--- start of DATASET RECORDS ---
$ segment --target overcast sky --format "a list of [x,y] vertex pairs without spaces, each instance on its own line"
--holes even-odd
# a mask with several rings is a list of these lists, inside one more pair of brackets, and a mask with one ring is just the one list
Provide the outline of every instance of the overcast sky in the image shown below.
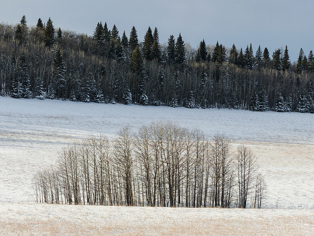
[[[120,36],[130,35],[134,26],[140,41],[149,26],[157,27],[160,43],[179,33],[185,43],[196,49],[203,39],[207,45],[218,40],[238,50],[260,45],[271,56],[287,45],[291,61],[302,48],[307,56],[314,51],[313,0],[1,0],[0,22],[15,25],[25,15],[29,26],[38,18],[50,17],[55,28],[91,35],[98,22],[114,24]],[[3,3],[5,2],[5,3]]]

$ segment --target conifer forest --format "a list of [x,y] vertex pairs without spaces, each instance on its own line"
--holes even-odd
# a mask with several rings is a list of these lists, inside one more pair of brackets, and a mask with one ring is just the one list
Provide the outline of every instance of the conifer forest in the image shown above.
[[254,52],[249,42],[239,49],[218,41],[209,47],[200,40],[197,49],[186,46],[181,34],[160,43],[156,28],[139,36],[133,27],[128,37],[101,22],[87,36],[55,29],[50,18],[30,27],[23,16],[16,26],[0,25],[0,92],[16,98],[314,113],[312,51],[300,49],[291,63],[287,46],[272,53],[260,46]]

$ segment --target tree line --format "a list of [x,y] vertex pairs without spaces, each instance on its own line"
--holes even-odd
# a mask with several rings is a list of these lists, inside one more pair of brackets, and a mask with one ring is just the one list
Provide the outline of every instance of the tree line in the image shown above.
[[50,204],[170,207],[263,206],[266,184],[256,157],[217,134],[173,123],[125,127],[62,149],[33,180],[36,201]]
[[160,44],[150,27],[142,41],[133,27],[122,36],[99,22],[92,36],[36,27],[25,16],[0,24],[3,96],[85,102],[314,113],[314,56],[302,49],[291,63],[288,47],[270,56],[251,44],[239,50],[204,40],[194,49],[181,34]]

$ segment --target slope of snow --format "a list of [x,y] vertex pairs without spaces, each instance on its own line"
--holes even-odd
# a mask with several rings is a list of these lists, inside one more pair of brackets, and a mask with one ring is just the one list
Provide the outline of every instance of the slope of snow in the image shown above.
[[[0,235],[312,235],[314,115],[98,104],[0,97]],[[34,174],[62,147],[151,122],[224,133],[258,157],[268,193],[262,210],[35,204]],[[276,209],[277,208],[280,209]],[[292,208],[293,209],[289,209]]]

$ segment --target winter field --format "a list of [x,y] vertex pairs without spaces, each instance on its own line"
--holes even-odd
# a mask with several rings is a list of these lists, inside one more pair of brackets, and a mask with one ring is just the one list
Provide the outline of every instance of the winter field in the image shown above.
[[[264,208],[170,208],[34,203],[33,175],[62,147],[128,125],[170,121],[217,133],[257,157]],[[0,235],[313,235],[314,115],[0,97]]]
--- end of DATASET RECORDS ---
--- start of DATASET RECORDS ---
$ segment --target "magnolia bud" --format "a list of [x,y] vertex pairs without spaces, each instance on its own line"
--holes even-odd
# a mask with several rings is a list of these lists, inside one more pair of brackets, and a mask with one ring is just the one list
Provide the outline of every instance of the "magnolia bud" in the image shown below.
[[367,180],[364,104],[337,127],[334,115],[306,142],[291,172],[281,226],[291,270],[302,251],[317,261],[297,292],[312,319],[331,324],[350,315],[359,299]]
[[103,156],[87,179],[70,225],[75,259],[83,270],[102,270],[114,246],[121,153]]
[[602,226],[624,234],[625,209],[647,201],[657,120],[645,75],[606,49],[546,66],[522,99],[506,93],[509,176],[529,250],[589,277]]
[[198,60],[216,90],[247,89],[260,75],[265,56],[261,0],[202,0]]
--- end of DATASET RECORDS ---
THE REQUEST — Could you rewrite the material starting with the line with "segment --target overcast" and going on through the line with "Provide the outline of every instance of the overcast", changing "overcast sky" to "gray sky" and leaving everything else as it is?

CORRECT RESULT —
$ segment --target gray sky --format "a list of [x,y] vertex pairs without spaces, each instance on its own line"
--holes even-odd
# a mask with several rings is a list of these lists, inside one more pair of brackets, and a mask with one ring is just the one list
Provide the outline of every instance of the gray sky in the image shown below.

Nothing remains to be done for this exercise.